» **Задания к работе**:
**A)** Определите, согласуются ли с документом утверждения: (i) запрет на кастрацию человека или животного действует только в Израиле; (ii) Закон запрещает убивать самку кашерного животного и ее детеныша в один и тот же день; (iii) жертвоприношения животных в иудаизме совершаются для угождения богам. Ответьте «да» или «нет» и приведите точную цитату из документа, на которой основан ответ.
**B)** Выпишите из документа все заголовки, набранные прописными буквами.
**C)** Что, согласно документу, служит мощным стимулом, управляющим всей жизнью животного?

» **Документ**:
24. РАЗДРОБЛЕННОЕ ИЛИ РАЗДАВЛЕННОЕ. Текст имеет в виду повреждения или увечья гениталий животного.

В ВАШЕЙ ЗЕМЛЕ. Запрет на все виды кастрации человека или животного — это обязанность по отношению к телу индивидуума. Поэтому она не связана с тем, в какой стране индивидуум живет, и актуальна как в Израиле, так и за его пределами…

28. КОРОВУ ИЛИ ОВЦУ. Закон запрещает убивать самку кашерного животного и ее детеныша в один и тот же день…

Мы полагаем, что можем отважиться предположить, что перед нами тот аспект животной жизни, который демонстрирует начало едва заметного сходства с характером человека. Эгоизм, любовь и забота о себе — это мощный стимул, управляющий всей жизнью животного. Самопожертвование ради жизни другого существа и преданная забота о его благополучии, как это проявляется в любви самки, когда животное вынашивает и вскармливает своего детеныша, — это первый шаг в характере животного к той самоотверженности, которая в человеческой любви представляет собой возвышеннейшую черту человеческого характера. Не должно подавлять эту черту человечности в характере животного; напротив, ее следует подчеркивать особой заботой в нашем обращении с теми животными, которые, в качестве наших приношений, призваны символизировать нравственный идеал, к которому должен стремиться человек. Именно эта присущая животному черта человечности делает его пригодным для выполнения этой символической функции, а тот факт, что Закон уделяет ему столь явное внимание, дает понять, что жертвоприношения животных в иудаизме предназначены единственно для поощрения человеческой нравственности, в отличие от языческого представления, которое рассматривает обряды жертвоприношения как убийства, совершаемые для угождения богам.

29—30. …Благодарность, которую Б-г, Б-г подлинного иудаизма, ожидает от благословенного им человека, состоит не в саморазрушающих, аморальных, неуправляемых наслаждениях земными удовольствиями, а в радостном удовольствии от того счастья, которое Он даровал ему или сохранил для него. Однако это удовольствие следует сдерживать границами морали, и именно таким образом оно возвышается, чтобы стать освященной реализацией жизни, жизни служения Б-гу.

» **Приведённые строки**:

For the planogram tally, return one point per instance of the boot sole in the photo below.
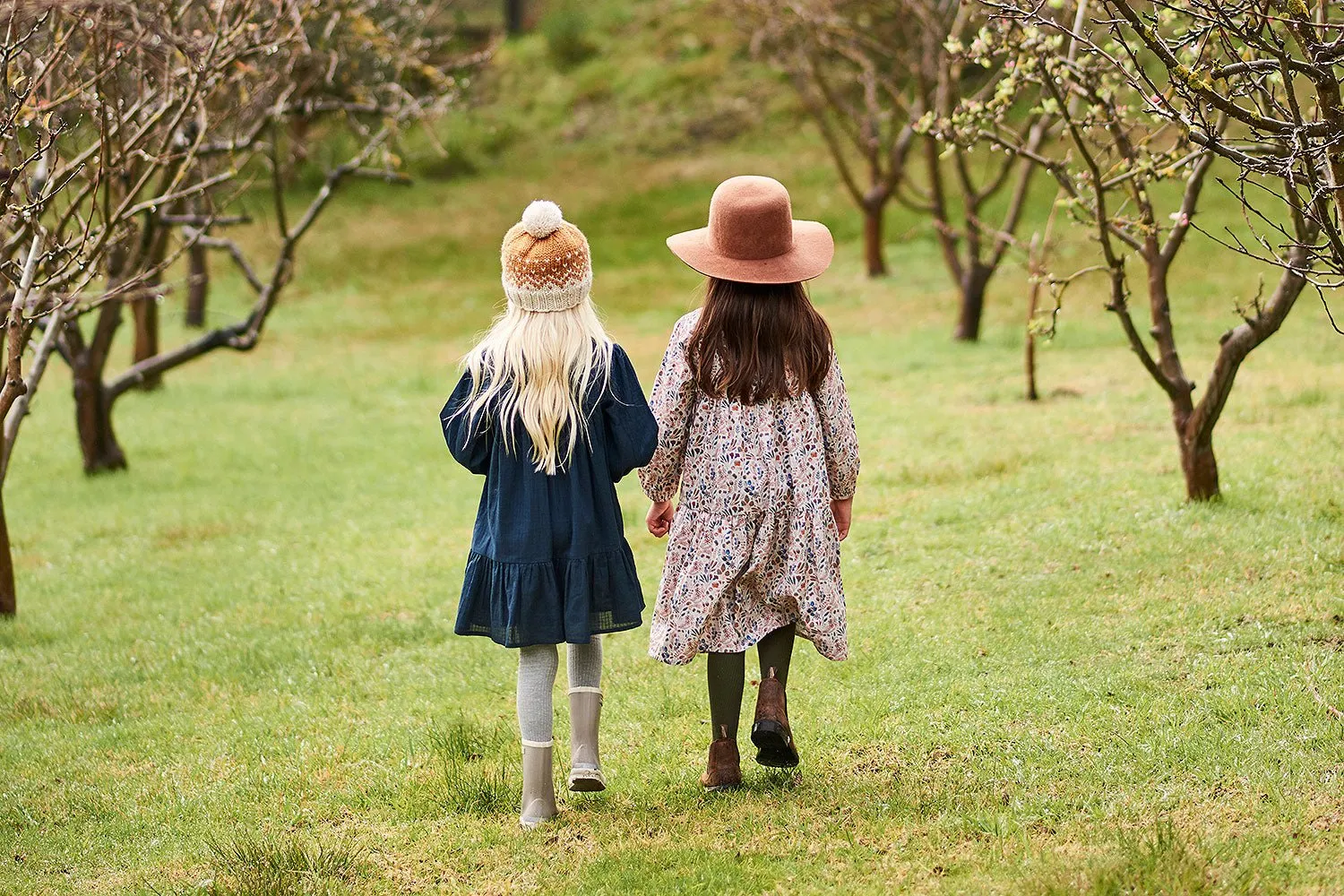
(586, 782)
(774, 748)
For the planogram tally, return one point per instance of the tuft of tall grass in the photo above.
(260, 866)
(478, 775)
(1156, 860)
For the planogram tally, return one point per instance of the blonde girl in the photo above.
(550, 411)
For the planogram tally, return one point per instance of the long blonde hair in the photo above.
(537, 367)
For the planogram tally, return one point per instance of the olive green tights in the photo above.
(728, 677)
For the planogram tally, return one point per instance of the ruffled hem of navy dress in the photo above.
(561, 600)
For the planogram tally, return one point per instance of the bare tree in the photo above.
(1271, 72)
(873, 75)
(134, 132)
(1115, 156)
(223, 107)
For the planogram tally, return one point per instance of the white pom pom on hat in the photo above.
(542, 218)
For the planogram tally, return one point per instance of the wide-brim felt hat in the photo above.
(753, 237)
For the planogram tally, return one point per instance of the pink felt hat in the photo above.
(753, 238)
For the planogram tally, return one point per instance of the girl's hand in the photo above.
(841, 511)
(660, 519)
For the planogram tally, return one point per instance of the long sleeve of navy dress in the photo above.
(548, 559)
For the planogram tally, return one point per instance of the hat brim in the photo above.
(811, 254)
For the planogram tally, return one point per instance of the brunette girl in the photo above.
(757, 437)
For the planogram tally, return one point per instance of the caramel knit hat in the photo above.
(546, 261)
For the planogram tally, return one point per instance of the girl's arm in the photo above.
(841, 441)
(672, 402)
(470, 441)
(632, 433)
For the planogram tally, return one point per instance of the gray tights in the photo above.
(537, 668)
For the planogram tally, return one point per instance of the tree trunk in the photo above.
(973, 282)
(8, 598)
(513, 15)
(1030, 346)
(198, 285)
(93, 421)
(873, 254)
(145, 312)
(1201, 468)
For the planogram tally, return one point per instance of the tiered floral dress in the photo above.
(753, 544)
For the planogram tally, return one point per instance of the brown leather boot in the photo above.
(771, 732)
(723, 771)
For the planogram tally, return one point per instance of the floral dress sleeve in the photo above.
(672, 402)
(841, 441)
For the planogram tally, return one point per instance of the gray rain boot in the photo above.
(538, 785)
(585, 766)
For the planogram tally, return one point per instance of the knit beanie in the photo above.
(546, 261)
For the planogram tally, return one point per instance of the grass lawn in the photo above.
(233, 669)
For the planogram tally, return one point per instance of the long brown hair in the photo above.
(758, 341)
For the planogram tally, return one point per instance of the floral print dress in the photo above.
(753, 546)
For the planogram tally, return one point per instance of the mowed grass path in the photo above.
(234, 669)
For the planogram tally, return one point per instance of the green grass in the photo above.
(234, 669)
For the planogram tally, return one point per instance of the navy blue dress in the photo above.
(548, 560)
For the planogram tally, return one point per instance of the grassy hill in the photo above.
(234, 669)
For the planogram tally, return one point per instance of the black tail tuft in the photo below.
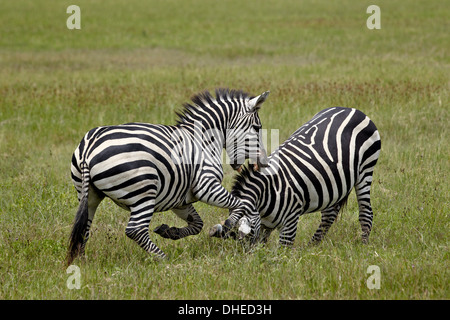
(78, 230)
(343, 202)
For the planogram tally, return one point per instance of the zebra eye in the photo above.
(257, 127)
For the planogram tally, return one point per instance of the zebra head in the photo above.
(243, 138)
(244, 220)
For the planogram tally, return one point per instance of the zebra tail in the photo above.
(81, 218)
(343, 203)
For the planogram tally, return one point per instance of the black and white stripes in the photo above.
(314, 170)
(147, 168)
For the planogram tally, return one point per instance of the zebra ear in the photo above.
(255, 103)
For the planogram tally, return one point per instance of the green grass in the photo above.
(139, 61)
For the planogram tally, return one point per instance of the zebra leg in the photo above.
(365, 209)
(265, 234)
(94, 200)
(288, 232)
(188, 214)
(137, 228)
(328, 217)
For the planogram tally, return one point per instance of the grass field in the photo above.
(141, 60)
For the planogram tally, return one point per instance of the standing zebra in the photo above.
(147, 168)
(314, 170)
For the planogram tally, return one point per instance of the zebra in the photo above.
(313, 170)
(146, 168)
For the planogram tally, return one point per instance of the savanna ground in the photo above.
(141, 60)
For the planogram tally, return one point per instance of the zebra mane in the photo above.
(204, 101)
(240, 179)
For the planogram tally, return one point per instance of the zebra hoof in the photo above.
(216, 231)
(244, 228)
(162, 230)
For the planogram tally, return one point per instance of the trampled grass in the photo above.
(139, 61)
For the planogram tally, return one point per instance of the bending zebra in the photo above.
(314, 170)
(147, 168)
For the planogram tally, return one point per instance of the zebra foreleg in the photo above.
(328, 217)
(137, 229)
(365, 209)
(188, 214)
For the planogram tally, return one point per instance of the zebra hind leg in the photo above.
(137, 228)
(94, 200)
(365, 208)
(188, 214)
(328, 217)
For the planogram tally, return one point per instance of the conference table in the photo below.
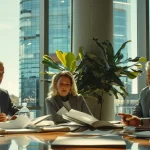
(42, 141)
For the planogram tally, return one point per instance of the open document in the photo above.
(86, 119)
(22, 122)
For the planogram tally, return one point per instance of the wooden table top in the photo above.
(42, 141)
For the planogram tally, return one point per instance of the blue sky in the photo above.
(9, 44)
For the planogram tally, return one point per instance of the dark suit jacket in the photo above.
(142, 109)
(55, 103)
(6, 106)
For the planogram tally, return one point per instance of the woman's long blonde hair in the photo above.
(53, 91)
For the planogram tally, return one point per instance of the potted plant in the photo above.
(94, 74)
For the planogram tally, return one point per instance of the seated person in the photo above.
(131, 120)
(142, 109)
(6, 106)
(63, 92)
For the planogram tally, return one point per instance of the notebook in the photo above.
(113, 141)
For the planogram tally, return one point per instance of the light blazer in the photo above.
(6, 106)
(55, 103)
(142, 109)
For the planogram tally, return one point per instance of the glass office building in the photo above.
(59, 37)
(59, 23)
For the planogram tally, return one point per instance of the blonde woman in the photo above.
(63, 94)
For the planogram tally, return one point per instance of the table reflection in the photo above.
(43, 142)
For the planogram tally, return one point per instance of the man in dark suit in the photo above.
(6, 106)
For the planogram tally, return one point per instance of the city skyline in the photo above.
(9, 37)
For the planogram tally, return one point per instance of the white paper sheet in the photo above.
(89, 132)
(18, 123)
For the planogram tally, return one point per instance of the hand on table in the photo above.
(129, 120)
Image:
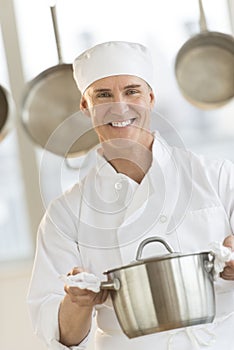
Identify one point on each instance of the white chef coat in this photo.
(98, 224)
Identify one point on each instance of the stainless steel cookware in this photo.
(163, 292)
(7, 109)
(204, 67)
(50, 109)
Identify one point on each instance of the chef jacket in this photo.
(98, 224)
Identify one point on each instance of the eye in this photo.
(103, 94)
(132, 92)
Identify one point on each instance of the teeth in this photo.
(121, 124)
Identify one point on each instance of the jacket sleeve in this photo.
(226, 189)
(56, 253)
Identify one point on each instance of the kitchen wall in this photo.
(15, 266)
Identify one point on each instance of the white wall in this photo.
(15, 326)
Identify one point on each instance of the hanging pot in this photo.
(50, 109)
(204, 67)
(164, 292)
(7, 108)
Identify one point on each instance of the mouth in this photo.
(122, 123)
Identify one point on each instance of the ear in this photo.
(84, 106)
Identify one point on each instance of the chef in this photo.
(137, 187)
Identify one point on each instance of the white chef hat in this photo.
(112, 58)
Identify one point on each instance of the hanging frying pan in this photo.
(50, 109)
(7, 108)
(204, 67)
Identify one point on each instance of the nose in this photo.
(119, 107)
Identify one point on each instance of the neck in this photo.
(133, 161)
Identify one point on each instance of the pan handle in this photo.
(111, 285)
(150, 240)
(202, 21)
(56, 32)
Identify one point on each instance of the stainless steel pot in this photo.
(164, 292)
(204, 67)
(50, 109)
(7, 110)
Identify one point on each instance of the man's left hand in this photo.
(228, 272)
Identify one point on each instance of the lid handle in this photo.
(150, 240)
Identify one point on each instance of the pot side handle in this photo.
(111, 285)
(150, 240)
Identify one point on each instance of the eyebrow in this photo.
(133, 86)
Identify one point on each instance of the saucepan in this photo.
(204, 67)
(7, 109)
(50, 109)
(162, 292)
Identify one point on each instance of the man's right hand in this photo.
(84, 297)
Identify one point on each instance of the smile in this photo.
(122, 124)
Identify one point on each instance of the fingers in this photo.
(229, 242)
(228, 271)
(85, 297)
(75, 271)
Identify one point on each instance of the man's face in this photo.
(120, 109)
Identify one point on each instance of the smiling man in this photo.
(139, 187)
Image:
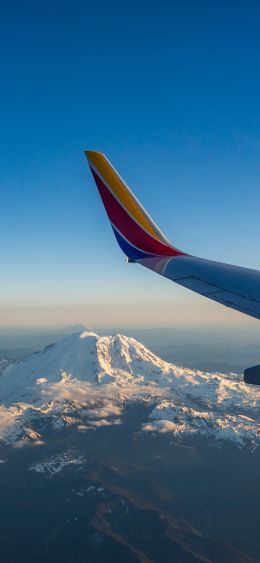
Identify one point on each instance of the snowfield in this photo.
(87, 380)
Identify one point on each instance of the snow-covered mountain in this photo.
(87, 380)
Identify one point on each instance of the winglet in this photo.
(135, 231)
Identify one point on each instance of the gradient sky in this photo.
(170, 92)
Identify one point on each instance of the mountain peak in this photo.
(118, 368)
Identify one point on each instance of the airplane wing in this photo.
(143, 242)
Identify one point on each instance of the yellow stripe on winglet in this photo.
(122, 192)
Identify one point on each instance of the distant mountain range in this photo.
(88, 380)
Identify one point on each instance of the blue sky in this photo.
(170, 92)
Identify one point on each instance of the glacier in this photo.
(87, 380)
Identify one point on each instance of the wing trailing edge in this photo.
(143, 242)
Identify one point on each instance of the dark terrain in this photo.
(136, 497)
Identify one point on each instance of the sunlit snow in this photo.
(96, 376)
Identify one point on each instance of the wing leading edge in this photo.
(143, 242)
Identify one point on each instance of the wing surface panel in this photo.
(232, 286)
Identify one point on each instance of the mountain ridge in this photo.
(84, 370)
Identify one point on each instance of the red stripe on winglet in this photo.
(128, 227)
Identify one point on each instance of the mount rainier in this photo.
(88, 380)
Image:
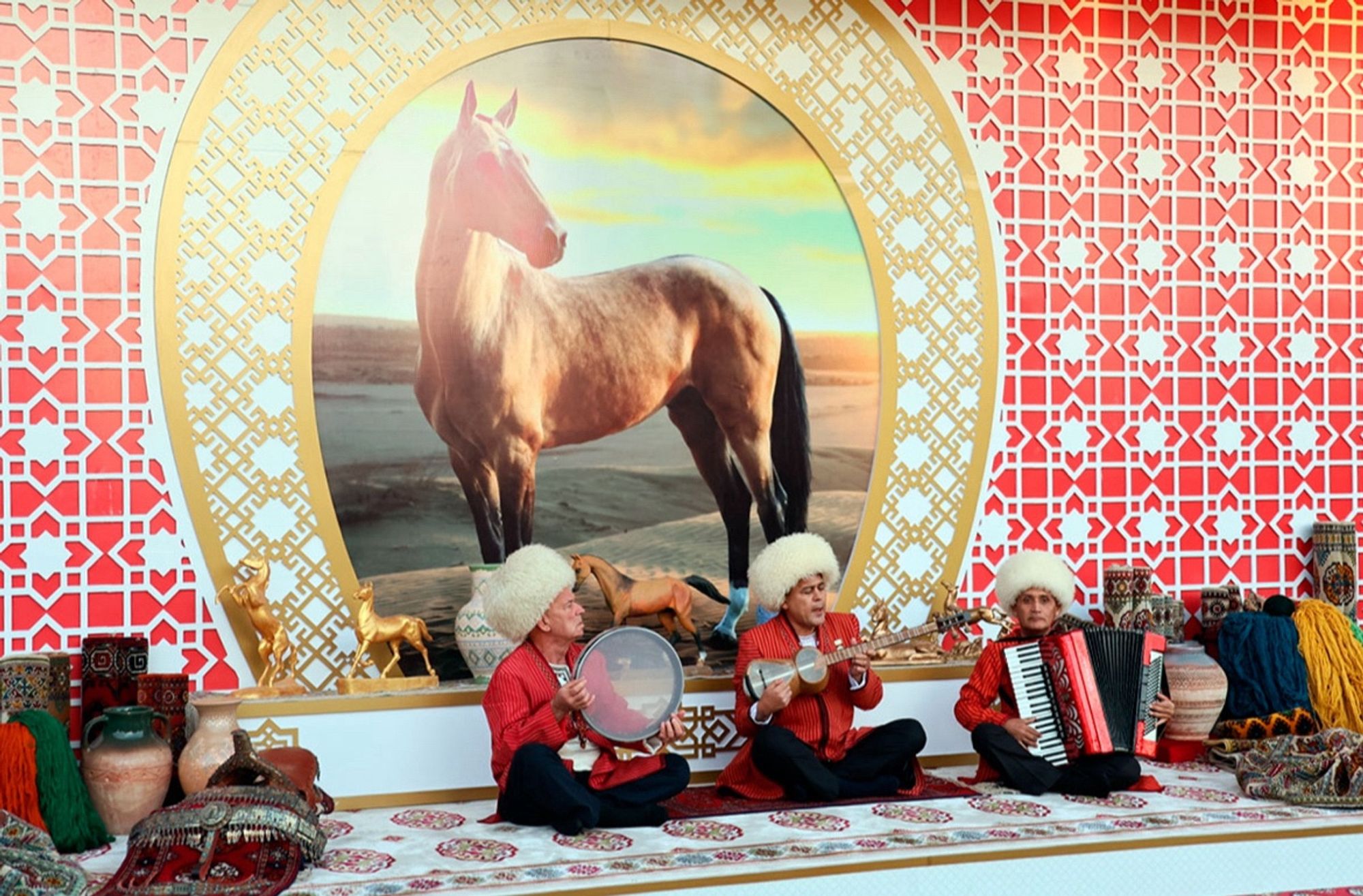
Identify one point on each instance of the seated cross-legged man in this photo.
(803, 747)
(1034, 587)
(551, 770)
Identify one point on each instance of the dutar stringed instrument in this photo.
(809, 669)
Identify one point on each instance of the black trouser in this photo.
(1086, 777)
(878, 764)
(542, 790)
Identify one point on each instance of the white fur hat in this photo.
(1034, 570)
(523, 590)
(786, 561)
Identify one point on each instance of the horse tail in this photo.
(791, 428)
(705, 587)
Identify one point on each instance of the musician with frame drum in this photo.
(805, 747)
(1035, 587)
(551, 769)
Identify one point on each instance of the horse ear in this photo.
(471, 105)
(506, 114)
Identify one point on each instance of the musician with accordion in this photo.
(1061, 713)
(551, 766)
(799, 677)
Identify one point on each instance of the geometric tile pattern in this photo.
(92, 542)
(260, 162)
(1177, 189)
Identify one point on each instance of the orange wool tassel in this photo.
(20, 774)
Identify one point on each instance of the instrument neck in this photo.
(880, 643)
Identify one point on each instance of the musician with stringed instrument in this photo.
(551, 767)
(1035, 587)
(799, 680)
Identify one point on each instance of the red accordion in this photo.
(1090, 691)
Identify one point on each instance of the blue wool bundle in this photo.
(1264, 668)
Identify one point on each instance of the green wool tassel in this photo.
(63, 799)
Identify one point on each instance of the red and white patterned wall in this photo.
(1178, 187)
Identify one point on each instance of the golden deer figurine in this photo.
(276, 646)
(386, 630)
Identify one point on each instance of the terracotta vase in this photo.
(1197, 687)
(483, 649)
(127, 769)
(211, 745)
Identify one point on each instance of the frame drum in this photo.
(636, 679)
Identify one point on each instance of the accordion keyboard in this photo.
(1032, 691)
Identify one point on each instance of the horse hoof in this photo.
(722, 642)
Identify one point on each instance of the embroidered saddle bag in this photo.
(247, 834)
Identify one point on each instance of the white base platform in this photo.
(434, 745)
(1199, 837)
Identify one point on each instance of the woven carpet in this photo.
(700, 803)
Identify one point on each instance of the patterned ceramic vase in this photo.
(168, 696)
(1335, 555)
(1143, 609)
(110, 669)
(127, 769)
(1218, 604)
(211, 745)
(483, 649)
(59, 692)
(25, 683)
(1118, 604)
(1197, 687)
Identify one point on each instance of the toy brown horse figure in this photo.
(670, 598)
(389, 630)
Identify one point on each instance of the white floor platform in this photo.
(1199, 837)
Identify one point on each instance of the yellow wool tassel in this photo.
(1334, 665)
(20, 774)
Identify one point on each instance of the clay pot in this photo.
(483, 649)
(211, 745)
(1197, 687)
(127, 769)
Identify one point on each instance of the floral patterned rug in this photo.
(444, 849)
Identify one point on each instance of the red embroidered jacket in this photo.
(989, 685)
(517, 705)
(823, 721)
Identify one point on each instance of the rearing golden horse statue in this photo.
(276, 647)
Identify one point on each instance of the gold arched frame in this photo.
(362, 134)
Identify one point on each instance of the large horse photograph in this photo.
(569, 300)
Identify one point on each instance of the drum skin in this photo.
(636, 680)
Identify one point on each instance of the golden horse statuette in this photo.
(385, 630)
(276, 649)
(928, 650)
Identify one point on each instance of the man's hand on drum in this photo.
(674, 729)
(570, 698)
(775, 699)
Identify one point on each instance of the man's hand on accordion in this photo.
(1163, 709)
(1023, 732)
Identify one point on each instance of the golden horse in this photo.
(386, 630)
(929, 647)
(276, 647)
(669, 597)
(516, 360)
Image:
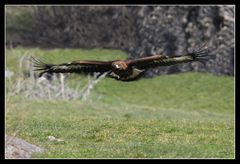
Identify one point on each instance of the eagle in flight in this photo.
(124, 70)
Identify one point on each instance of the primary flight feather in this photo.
(124, 70)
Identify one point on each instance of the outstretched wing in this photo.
(160, 60)
(72, 67)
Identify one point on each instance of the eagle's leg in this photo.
(113, 75)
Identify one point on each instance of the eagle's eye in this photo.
(117, 66)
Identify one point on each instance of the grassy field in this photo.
(186, 115)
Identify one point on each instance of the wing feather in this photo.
(72, 67)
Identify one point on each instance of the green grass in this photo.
(186, 115)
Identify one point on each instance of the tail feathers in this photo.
(200, 53)
(41, 66)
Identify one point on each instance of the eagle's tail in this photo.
(200, 53)
(41, 66)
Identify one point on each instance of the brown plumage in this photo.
(124, 70)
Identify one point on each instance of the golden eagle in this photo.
(124, 70)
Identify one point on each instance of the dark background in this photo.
(138, 30)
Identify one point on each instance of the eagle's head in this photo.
(120, 65)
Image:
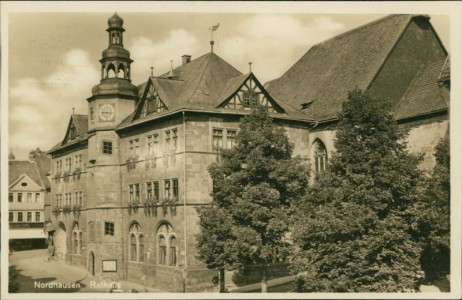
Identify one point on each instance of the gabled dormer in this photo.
(25, 183)
(151, 102)
(246, 92)
(76, 129)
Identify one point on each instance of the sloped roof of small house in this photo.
(18, 168)
(424, 95)
(43, 163)
(199, 85)
(329, 70)
(81, 126)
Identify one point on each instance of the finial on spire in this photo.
(212, 29)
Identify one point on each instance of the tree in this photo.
(352, 232)
(432, 221)
(253, 188)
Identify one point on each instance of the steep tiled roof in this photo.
(81, 125)
(423, 95)
(446, 71)
(18, 168)
(43, 163)
(201, 84)
(326, 73)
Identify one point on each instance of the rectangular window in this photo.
(78, 162)
(173, 256)
(149, 190)
(175, 188)
(167, 139)
(155, 143)
(156, 190)
(150, 145)
(250, 99)
(163, 255)
(137, 192)
(167, 189)
(108, 228)
(175, 138)
(134, 147)
(217, 140)
(137, 147)
(231, 138)
(134, 192)
(131, 196)
(107, 147)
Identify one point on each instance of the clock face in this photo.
(107, 112)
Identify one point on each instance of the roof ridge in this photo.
(199, 81)
(354, 30)
(390, 51)
(343, 34)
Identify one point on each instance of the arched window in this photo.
(141, 247)
(162, 250)
(121, 71)
(136, 243)
(76, 234)
(173, 247)
(167, 245)
(319, 157)
(133, 247)
(91, 231)
(110, 71)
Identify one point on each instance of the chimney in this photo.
(186, 59)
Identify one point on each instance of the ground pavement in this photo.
(37, 275)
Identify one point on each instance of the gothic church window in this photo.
(109, 228)
(91, 231)
(319, 157)
(167, 245)
(107, 147)
(76, 239)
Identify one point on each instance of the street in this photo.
(36, 275)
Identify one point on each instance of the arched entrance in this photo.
(91, 263)
(60, 238)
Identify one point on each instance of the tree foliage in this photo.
(432, 221)
(254, 185)
(352, 232)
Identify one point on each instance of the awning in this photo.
(32, 233)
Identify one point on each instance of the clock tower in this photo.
(112, 100)
(115, 96)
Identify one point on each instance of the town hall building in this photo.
(127, 177)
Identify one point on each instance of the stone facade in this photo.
(128, 177)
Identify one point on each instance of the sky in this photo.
(54, 57)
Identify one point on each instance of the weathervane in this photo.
(212, 29)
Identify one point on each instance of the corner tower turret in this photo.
(114, 97)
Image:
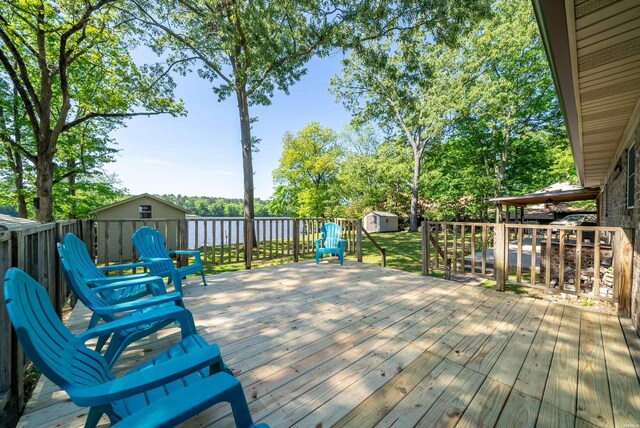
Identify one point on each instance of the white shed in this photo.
(380, 221)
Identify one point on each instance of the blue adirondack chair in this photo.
(110, 311)
(184, 380)
(330, 242)
(79, 258)
(151, 247)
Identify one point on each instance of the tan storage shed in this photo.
(116, 223)
(380, 221)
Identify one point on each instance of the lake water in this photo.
(231, 230)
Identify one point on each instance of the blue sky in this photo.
(200, 154)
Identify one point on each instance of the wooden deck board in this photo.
(365, 346)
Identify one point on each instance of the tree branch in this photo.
(94, 115)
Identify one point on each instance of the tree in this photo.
(308, 171)
(400, 83)
(13, 130)
(69, 63)
(246, 48)
(508, 136)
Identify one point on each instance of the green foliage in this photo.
(401, 82)
(69, 64)
(307, 176)
(508, 137)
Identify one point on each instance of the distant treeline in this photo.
(216, 207)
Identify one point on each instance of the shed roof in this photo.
(133, 198)
(383, 214)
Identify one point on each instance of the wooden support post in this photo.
(425, 248)
(623, 265)
(596, 263)
(561, 250)
(248, 242)
(500, 242)
(296, 240)
(359, 239)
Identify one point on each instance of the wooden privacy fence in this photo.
(586, 261)
(32, 249)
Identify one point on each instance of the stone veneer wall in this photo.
(614, 212)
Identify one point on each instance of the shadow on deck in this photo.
(362, 345)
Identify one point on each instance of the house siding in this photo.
(614, 212)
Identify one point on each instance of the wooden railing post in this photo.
(248, 242)
(359, 239)
(296, 240)
(9, 409)
(425, 248)
(623, 265)
(499, 246)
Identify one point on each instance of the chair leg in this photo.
(204, 280)
(94, 320)
(115, 348)
(93, 418)
(238, 402)
(101, 341)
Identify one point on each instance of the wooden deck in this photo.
(361, 345)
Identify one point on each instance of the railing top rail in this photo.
(373, 241)
(32, 230)
(558, 227)
(531, 226)
(460, 223)
(150, 220)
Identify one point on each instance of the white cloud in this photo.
(156, 162)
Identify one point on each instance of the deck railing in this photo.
(32, 249)
(586, 261)
(220, 240)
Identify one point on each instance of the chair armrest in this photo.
(124, 266)
(154, 285)
(181, 315)
(189, 252)
(156, 259)
(174, 297)
(116, 278)
(169, 411)
(149, 378)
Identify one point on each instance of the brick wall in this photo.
(614, 212)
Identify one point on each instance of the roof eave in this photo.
(552, 22)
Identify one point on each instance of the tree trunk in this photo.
(44, 189)
(413, 215)
(15, 163)
(247, 168)
(71, 180)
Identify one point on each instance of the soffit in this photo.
(606, 57)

» **Ответы по заданиям**:
**A)**
(i) Нет: «актуальна как в Израиле, так и за его пределами».
(ii) Да: «Закон запрещает убивать самку кашерного животного и ее детеныша в один и тот же день».
(iii) Нет: «жертвоприношения животных в иудаизме предназначены единственно для поощрения человеческой нравственности».

**B)** РАЗДРОБЛЕННОЕ ИЛИ РАЗДАВЛЕННОЕ; В ВАШЕЙ ЗЕМЛЕ; КОРОВУ ИЛИ ОВЦУ.

**C)** Эгоизм, любовь и забота о себе.